[Source material]
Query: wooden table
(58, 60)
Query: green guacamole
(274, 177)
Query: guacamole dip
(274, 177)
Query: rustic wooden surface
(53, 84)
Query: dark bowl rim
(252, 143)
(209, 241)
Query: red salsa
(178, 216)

[Task directions] Rewrite the stretch of rows from the line containing "Query: guacamole dip" through the last row, changing "dark bowl rim" to "black bowl edge" and leaving everything else the same.

[Task solution]
Query: guacamole dip
(274, 177)
Query: rustic wooden surface
(53, 84)
Query: black bowl edge
(252, 143)
(209, 241)
Query: red salsa
(178, 216)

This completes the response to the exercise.